● **Your instructions**
From the data below, copy each line that includes the word "glass".

● **Recorded information**
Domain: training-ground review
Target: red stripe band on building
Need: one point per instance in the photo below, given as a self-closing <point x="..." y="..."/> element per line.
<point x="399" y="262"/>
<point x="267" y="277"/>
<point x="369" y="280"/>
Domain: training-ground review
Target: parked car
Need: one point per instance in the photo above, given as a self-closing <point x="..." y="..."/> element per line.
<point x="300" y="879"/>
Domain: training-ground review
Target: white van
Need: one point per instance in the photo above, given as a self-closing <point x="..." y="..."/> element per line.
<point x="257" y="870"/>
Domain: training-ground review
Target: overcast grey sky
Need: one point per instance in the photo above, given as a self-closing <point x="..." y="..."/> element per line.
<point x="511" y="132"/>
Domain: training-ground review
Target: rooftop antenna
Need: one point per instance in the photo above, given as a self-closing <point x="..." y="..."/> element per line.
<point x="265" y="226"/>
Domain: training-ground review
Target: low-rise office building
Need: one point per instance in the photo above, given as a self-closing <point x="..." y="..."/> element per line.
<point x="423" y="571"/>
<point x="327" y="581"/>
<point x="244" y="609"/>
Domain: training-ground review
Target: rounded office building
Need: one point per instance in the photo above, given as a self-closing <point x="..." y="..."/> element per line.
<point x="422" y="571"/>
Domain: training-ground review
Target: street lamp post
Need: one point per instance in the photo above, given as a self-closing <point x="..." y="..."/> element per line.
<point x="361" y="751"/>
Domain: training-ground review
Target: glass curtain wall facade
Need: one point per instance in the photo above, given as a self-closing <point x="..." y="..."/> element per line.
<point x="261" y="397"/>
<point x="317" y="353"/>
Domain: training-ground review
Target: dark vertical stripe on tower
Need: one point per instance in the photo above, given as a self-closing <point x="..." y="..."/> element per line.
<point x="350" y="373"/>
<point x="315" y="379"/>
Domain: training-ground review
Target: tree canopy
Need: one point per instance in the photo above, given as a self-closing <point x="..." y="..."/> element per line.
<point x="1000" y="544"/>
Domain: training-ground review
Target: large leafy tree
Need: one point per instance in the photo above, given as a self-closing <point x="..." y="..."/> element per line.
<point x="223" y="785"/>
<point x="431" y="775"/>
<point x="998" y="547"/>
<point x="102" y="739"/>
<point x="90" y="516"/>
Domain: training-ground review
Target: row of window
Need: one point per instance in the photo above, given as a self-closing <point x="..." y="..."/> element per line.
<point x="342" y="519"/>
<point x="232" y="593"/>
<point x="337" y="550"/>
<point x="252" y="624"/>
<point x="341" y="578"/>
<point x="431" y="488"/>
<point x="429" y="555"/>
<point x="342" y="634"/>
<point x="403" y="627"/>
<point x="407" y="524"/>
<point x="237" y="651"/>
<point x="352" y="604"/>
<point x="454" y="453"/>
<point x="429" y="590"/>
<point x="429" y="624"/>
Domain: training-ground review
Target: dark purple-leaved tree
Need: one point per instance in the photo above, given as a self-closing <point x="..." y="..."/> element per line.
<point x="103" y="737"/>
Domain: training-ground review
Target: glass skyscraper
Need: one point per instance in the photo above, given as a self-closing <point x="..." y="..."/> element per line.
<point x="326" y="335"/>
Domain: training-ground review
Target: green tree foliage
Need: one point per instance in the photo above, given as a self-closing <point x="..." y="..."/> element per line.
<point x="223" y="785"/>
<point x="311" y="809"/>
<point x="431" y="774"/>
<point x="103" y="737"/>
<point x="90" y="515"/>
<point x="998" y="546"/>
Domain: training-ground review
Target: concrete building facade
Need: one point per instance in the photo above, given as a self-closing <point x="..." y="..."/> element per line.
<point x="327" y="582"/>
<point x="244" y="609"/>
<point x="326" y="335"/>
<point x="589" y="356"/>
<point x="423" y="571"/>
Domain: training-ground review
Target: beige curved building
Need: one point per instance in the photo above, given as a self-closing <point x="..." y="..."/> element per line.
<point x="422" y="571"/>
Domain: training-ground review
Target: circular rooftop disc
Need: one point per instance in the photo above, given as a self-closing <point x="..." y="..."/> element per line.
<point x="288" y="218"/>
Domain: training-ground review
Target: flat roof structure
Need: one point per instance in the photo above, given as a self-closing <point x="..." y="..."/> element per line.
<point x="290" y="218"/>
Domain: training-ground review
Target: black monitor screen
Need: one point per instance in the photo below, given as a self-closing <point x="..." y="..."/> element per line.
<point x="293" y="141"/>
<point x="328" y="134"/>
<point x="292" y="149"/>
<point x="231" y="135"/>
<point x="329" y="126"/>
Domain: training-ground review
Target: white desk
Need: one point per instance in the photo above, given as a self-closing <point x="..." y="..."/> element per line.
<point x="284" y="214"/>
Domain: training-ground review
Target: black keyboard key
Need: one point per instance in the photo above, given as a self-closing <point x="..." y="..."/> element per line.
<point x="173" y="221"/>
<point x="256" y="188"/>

● **Answer box**
Target: glass curtain wall facade
Target: glass skyscraper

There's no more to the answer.